Work instructions
Copy the stretch from the line containing "Expected: one point per instance of the city" through the end of the items, swapping "bistro" for "cafe" and keeping everything else unchanged. Omit the pictures from your copy.

Given entries
──────────
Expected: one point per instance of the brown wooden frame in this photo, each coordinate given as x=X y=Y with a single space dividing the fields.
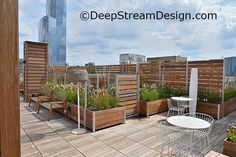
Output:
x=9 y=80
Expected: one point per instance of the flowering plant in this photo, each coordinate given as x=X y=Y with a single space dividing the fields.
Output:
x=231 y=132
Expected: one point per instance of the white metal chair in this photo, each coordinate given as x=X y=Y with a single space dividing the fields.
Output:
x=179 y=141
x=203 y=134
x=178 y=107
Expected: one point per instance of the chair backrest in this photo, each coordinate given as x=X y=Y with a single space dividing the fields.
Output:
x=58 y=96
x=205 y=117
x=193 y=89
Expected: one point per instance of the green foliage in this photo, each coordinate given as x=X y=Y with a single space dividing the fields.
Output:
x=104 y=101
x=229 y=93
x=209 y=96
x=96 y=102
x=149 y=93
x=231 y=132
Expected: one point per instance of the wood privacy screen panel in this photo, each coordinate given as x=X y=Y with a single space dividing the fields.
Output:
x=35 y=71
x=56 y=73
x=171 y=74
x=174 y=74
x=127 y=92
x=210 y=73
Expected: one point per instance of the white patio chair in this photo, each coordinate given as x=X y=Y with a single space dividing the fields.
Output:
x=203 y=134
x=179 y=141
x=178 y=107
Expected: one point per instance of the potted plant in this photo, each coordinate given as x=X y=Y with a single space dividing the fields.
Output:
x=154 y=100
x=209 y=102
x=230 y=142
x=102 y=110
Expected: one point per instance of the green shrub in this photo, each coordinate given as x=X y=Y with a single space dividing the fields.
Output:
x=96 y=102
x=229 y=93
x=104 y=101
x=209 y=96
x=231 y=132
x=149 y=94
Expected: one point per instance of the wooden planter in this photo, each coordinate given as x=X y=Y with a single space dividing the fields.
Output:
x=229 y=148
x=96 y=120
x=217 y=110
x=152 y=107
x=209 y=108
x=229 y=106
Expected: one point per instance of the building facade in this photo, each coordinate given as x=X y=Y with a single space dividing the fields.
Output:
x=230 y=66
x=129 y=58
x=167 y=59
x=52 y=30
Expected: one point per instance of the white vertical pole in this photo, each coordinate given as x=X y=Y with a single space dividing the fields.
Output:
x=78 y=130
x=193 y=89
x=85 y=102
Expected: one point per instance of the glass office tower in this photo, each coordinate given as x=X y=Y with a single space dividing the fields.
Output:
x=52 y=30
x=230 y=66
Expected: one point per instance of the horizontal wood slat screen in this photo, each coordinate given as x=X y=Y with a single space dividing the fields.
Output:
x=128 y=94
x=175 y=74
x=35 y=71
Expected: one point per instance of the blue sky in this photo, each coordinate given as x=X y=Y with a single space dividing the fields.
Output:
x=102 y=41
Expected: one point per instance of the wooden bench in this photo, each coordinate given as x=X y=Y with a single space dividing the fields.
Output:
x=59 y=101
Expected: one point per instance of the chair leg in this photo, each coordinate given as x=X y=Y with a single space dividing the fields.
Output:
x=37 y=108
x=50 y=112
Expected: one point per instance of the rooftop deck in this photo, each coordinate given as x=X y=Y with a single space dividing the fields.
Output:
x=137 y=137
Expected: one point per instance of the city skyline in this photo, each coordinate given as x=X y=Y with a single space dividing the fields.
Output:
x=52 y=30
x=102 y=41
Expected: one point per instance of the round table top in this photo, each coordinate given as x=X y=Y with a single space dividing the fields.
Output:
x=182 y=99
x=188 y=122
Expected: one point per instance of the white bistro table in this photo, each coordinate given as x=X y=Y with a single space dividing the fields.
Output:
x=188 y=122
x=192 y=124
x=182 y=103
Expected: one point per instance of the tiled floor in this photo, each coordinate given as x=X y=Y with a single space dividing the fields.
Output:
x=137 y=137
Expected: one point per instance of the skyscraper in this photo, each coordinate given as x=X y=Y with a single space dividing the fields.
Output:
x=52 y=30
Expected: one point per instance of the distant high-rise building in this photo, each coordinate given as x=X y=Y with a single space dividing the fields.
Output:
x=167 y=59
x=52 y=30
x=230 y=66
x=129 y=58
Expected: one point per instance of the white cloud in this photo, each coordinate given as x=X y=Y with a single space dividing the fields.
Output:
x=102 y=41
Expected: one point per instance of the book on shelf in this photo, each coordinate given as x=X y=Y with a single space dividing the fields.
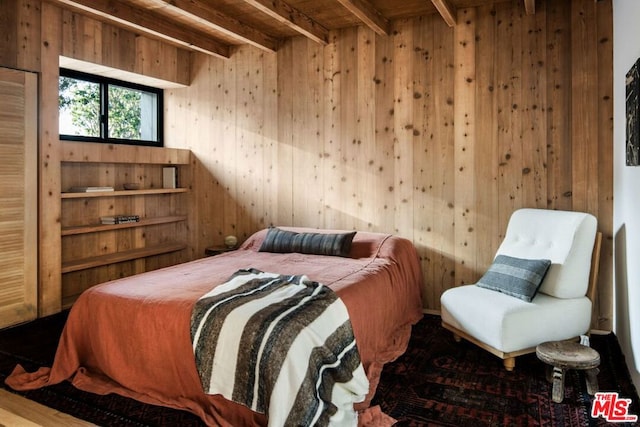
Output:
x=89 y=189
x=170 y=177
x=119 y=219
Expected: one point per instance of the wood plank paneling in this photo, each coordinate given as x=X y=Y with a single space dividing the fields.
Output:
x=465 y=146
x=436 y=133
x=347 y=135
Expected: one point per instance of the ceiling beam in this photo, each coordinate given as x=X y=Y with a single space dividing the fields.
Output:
──────────
Problem solution
Expected: one point per instance of the city skyline in this photo, each coordinate given as x=X y=Y with a single space dividing the fields.
Output:
x=52 y=30
x=102 y=41
Expected: one point per instance of the round table top in this photo, each coordinate given as x=X y=Y with a single space dividing the fields.
Output:
x=182 y=99
x=188 y=122
Expected: one point per instance of the white cafe table in this photo, each coordinate given as x=X y=Y with a single space dividing the fields.
Output:
x=188 y=122
x=192 y=124
x=182 y=103
Expected: one point per instance of the tiled floor in this photo, each coordinate given as x=X y=Y with a single space dividing the fields.
Output:
x=137 y=137
Expected: one point per instance of the skyscraper in this photo, each coordinate given as x=X y=Y with a single space dividing the fields.
Output:
x=52 y=30
Expected: one point per instance of the distant high-rise building in this photo, each coordinate given as x=X y=Y with a single space dividing the fields.
Output:
x=167 y=59
x=52 y=30
x=230 y=66
x=129 y=58
Expected: one point per instance of the white cloud in this photo, each coordinate given as x=X y=Y with a single space dividing the fields.
Output:
x=102 y=41
Expected: one point per instance of the book on shelf in this photo, each coordinate given as x=X y=Y with a single space dividing the fields.
Output:
x=89 y=189
x=170 y=177
x=119 y=219
Expected: one point per instance of the wood plank paneling in this photo, each coordinate given as x=X y=Y with a single space dividing the fields.
Output:
x=465 y=146
x=436 y=133
x=347 y=135
Expected: one point per instance of the ceiling beam in this photo, each coordinate given as x=X y=Y with a single space dividing the fields.
Output:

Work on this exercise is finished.